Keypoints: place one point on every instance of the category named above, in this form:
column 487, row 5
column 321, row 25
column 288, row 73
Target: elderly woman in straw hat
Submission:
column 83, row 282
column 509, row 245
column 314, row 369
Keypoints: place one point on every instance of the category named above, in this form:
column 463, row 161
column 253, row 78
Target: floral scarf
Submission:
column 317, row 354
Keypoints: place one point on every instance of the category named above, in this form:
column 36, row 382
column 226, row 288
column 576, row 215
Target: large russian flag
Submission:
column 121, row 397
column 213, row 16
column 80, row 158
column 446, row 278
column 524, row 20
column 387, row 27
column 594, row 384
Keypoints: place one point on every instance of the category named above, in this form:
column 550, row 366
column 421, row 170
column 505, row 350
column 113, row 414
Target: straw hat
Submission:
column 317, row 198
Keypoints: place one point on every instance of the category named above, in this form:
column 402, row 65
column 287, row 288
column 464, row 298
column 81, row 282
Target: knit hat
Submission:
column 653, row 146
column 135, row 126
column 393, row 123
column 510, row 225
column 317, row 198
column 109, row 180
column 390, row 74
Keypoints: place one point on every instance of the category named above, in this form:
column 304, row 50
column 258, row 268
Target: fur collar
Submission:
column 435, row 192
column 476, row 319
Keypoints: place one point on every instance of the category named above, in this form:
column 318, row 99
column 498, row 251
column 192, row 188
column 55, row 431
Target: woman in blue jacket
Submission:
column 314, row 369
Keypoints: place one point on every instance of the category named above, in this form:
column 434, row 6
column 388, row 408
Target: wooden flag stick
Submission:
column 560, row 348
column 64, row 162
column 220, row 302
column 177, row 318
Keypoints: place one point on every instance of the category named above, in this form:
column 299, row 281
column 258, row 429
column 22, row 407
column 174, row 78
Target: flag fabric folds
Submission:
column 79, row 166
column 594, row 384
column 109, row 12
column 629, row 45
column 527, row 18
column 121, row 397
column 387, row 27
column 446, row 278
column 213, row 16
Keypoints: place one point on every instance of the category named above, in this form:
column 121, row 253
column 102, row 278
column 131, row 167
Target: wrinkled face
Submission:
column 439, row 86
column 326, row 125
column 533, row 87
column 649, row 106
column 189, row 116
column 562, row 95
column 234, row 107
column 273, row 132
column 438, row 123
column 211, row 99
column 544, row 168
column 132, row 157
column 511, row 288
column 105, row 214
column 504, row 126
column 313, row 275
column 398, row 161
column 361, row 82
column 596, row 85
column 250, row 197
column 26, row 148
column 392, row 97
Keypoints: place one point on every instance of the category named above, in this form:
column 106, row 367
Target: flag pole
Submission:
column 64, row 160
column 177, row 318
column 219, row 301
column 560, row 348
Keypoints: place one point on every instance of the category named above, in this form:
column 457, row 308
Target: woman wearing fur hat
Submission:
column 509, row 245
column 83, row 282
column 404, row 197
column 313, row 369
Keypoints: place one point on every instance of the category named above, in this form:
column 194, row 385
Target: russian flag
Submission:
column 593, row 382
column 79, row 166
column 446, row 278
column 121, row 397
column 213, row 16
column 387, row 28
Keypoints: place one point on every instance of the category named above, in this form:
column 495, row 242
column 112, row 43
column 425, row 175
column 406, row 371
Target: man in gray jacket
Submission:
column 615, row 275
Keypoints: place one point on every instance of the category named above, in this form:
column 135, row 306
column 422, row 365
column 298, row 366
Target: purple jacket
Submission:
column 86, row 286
::::
Using the entries above, state how many lines include the word "russian", with no other words.

Response below: 2